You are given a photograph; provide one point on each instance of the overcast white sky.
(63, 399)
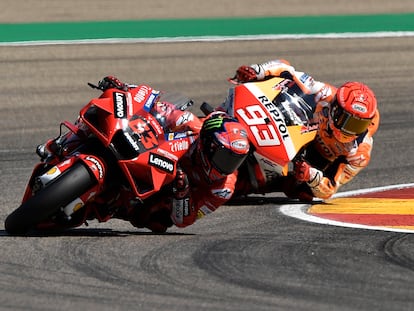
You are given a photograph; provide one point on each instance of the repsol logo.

::::::

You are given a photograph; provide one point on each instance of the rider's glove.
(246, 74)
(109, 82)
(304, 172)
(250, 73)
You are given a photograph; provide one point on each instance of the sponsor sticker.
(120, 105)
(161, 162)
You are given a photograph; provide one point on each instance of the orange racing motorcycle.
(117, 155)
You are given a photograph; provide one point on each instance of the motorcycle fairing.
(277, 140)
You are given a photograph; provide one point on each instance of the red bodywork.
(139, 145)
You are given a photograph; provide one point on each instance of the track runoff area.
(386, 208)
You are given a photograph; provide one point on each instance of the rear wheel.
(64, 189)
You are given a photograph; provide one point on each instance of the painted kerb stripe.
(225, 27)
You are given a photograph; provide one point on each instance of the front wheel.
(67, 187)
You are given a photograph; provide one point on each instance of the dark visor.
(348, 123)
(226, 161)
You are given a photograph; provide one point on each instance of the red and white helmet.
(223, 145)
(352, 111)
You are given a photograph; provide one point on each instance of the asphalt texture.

::::::

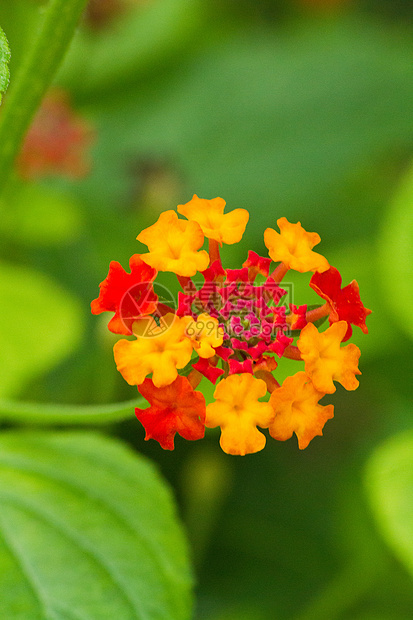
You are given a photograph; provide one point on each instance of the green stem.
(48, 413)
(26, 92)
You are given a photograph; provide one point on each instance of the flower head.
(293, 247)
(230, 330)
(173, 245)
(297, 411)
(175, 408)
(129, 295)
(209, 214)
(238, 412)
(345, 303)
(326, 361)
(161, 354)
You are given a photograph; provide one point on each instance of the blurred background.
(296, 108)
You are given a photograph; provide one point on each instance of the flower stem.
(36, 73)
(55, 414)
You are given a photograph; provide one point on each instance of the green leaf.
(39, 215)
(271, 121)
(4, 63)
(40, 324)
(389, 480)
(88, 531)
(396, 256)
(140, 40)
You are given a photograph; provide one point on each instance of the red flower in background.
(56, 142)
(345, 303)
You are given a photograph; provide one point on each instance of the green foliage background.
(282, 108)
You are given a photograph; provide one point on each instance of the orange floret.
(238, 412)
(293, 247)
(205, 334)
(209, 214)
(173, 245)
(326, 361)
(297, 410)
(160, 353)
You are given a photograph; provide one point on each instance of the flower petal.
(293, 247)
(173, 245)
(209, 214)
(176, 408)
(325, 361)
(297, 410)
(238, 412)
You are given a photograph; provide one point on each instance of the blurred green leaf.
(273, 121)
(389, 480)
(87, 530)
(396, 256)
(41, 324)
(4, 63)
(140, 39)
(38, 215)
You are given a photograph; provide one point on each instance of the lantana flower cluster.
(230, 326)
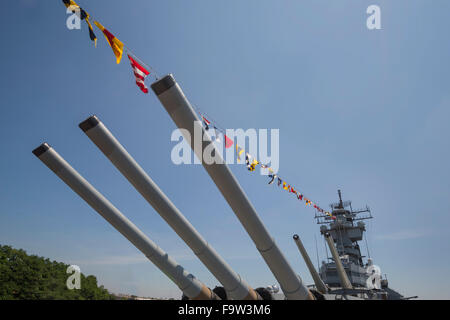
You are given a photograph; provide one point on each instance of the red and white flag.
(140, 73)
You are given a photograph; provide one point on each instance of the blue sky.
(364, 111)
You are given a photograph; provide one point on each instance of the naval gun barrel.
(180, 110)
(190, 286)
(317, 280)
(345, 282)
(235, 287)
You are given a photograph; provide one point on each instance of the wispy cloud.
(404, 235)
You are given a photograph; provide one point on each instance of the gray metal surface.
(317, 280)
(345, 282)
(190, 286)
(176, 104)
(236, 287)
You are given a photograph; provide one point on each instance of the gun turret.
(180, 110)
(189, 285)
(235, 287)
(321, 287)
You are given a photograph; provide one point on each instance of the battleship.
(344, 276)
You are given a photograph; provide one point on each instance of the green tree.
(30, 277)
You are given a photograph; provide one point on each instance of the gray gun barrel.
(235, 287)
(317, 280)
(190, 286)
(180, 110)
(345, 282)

::::::

▶ _WHAT TO WORK ON_
In the listing above, find the line containing "overcast white sky." and the line containing "the repsol logo.", then return both of them and every line between, exactly, without pictures.

▶ _REPLY_
You are given a photograph; provide one point on each instance of the overcast white sky.
(63, 399)
You are given a photograph; provide one point on each instance of the repsol logo.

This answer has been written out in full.